***** PROVIDED INFORMATION
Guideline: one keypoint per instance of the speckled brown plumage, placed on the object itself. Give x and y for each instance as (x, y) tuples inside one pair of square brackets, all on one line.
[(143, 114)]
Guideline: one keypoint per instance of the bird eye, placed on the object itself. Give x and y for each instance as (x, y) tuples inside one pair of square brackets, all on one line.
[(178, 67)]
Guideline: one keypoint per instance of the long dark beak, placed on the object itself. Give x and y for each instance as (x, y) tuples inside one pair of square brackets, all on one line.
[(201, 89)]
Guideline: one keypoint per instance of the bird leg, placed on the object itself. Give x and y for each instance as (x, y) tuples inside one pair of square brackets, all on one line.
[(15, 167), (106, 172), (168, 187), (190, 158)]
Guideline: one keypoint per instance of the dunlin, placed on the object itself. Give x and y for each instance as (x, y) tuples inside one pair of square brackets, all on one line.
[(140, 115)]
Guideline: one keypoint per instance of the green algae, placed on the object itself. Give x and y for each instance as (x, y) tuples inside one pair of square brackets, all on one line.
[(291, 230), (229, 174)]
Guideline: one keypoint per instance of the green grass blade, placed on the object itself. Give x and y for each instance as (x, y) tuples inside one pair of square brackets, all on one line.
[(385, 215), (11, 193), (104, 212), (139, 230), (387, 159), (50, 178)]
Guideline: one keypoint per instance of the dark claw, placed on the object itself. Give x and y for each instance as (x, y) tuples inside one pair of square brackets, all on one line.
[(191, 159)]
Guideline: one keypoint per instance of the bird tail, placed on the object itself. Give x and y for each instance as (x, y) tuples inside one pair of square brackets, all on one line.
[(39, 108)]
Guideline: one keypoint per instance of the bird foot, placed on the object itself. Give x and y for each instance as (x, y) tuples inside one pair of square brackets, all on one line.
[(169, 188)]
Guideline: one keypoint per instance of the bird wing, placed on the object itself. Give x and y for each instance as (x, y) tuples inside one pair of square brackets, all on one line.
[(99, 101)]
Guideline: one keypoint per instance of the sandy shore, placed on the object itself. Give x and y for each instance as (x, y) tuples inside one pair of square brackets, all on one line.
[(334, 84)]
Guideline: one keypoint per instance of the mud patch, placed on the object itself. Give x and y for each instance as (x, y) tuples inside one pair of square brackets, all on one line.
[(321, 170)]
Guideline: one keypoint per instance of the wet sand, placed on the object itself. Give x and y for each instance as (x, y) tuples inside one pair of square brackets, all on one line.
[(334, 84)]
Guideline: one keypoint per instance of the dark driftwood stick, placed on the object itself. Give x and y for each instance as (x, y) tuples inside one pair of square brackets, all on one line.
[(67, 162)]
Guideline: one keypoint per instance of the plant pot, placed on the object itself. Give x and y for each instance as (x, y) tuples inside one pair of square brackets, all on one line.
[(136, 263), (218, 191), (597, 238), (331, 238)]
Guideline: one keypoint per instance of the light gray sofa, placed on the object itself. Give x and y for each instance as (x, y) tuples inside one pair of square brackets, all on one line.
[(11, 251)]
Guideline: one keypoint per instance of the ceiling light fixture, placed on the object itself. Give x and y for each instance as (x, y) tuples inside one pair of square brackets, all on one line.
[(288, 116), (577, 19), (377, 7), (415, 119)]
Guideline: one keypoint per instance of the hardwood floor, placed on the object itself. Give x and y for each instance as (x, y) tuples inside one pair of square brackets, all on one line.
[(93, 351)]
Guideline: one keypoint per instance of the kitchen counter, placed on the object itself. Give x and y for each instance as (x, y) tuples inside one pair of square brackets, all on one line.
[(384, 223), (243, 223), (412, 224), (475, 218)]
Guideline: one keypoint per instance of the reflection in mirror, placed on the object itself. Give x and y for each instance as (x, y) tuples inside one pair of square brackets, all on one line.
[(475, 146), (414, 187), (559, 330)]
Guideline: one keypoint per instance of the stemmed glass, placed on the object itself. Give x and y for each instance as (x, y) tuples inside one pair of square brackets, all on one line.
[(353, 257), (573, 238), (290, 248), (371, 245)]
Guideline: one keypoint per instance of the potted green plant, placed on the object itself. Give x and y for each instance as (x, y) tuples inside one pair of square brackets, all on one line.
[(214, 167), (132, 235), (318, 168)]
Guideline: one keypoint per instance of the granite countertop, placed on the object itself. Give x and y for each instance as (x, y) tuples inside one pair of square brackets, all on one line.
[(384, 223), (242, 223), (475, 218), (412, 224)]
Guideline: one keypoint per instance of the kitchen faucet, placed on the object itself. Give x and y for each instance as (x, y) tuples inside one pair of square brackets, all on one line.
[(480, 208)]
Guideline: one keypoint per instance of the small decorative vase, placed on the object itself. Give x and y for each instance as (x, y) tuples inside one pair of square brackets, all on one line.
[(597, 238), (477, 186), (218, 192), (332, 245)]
**********
* WORK REQUIRED *
Please set down all the data word for word.

* EXERCISE SOLUTION *
Guideline: one keypoint per instance of the speckled brown plumage, placed on the object itself. Give x and y for each instance as (x, y) tuples inside one pair of square brackets, all on one line.
[(143, 114)]
Guideline: one keypoint per instance of the bird eye, placed on the object itself. Give x and y for each instance as (x, y) tuples inside one pair of square brackets, all on one line.
[(178, 67)]
Guideline: one keypoint per instance of the long dark beak, placed on the object itself. Give x and y for each instance as (x, y) tuples inside one pair of square brackets, all on one line.
[(201, 89)]
Guideline: one keypoint per instance of the bird leg, placed on the object itself. Give x and y for each instance as (x, y) tuples inside one pair of square brackets, all on one line.
[(15, 167), (106, 172), (168, 187), (190, 158)]
Guideline: one keypoint per instance of the dunlin, placed on the object itself. Give x and y for each instance as (x, y) tuples inside one pair of square brackets, all on one line.
[(140, 115)]
Guideline: one keypoint per instance of the green algae, placed on the object itself. Give x and y for each instance as (x, y) tuples inside one pair of square brackets, all on one line.
[(291, 230), (229, 174)]
Guideline: one keypoint per instance of the green grass blade, placed on the object itself. Give x and y for each instance as (x, y) tuples inside one pair of square brackets, all on one line.
[(385, 215), (11, 193), (104, 212), (139, 230), (387, 159), (50, 178)]
Guideline: one keypoint per instance of the dark claw, placed on the object itself. Give x and y for each instance as (x, y) tuples inside one pair of square brackets, all on one line.
[(191, 159)]
Guideline: one keypoint per instance of the bird tail, placed on the object itself. Give x and y for each instance as (x, y) tuples inside one pair of square brackets, all on one line.
[(39, 108)]
Guideline: one keypoint per instance of the bird foot, placed on the object itself. Give x and y for each instance as (x, y) tuples inside one pair of square brackets, all on one line.
[(169, 188)]
Guideline: one keypoint per instance of the bird wing, placed on the object itself. Give x and y for each instance as (x, y) tuples inside one pair of square brackets, all on one line.
[(99, 101)]
Guideline: one keypoint per instance of the sandy shore, placed on the object itself. Give x and y for each instance as (x, y) tuples inside one pair of square brackets, all on one line.
[(334, 84)]
Guideline: one keypoint per instance of the mud patch, placed on the object itself. Give x and y for each instance as (x, y) tuples inside one pair of square brackets, all on one line.
[(321, 170)]
Guideline: one keypoint per instance of the wet sand, placed on the object itself. Give x and y for each instance as (x, y) tuples inside one pair of square brackets, all on one line.
[(334, 84)]
Guideline: one keypoint per instance of the dark driftwood stick, placed on the object itself. Give x and y for each instance as (x, y) tuples inside one pair of square brackets, all on one line.
[(67, 162)]
Guideline: one keypoint per instance of the plant pot, placed on the object itself. Give x and y for each instance as (x, y) tuples inside one pair of square brackets, all on one line.
[(136, 263), (218, 191), (597, 238), (331, 238)]
Guideline: one keypoint per instance of the light gray sofa, placed on the object itself. Give x and y for each instance as (x, y) tuples inside one pair of square brackets, all on one line.
[(11, 251)]
Guideline: one keypoint per instance of the ceiling light fixture, placed on the object itself. Give x and y for each instance as (x, y) tuples inside one pair of square brackets, all on one line.
[(288, 116), (577, 19), (377, 7), (415, 119)]
Guideline: one keypoint per instance of the hardwood floor, placed on the object itself. Give x and y for each instance as (x, y) tuples inside one pair of square brackets, all on one line.
[(93, 351)]
Guideline: one keypoint per instance of the kitchen counter, placed on the object itself. Give x and y for each instance as (x, y) tuples inside one pair of square brackets, all on one line.
[(384, 223), (243, 223), (412, 224), (475, 218)]
Guideline: one keypoint per instance of the reflection in mirror, placed on the object itself. Give x and y for each instance as (x, y) tuples inside one pair of square brackets, all on one line.
[(475, 146), (414, 187), (559, 330)]
Guideline: one keypoint per instance of the stemmed glass, placed on the object itself. Give x and y for each instance as (x, y) tuples inside one pair of square brackets, all on one line.
[(353, 257), (573, 238), (290, 248), (371, 245)]
Guideline: one keypoint per instance of the potted green plant, placed on the object itself. Give x and y for each instance as (x, y) tuples inside one pair of square brackets, all on one line.
[(214, 167), (132, 235), (318, 168)]
Guideline: one keypoint per instance of the granite countertop, placed on the object itself. Give x and y for each instance as (x, y) tuples inside one pair of square brackets, all on one line.
[(384, 223), (242, 223), (475, 218), (412, 224)]
Guideline: one keypoint per instance of the kitchen faucet, placed on the object itself. Give x and y for each instance as (x, y) tuples inside one pair of square brackets, all on one line.
[(480, 208)]
Guideline: one keypoint per instance of the small decorative vase, placed on the object itself. Give x and y for each instance as (x, y) tuples inside one pair of square brackets, all on one line.
[(597, 238), (477, 186), (218, 192), (332, 245)]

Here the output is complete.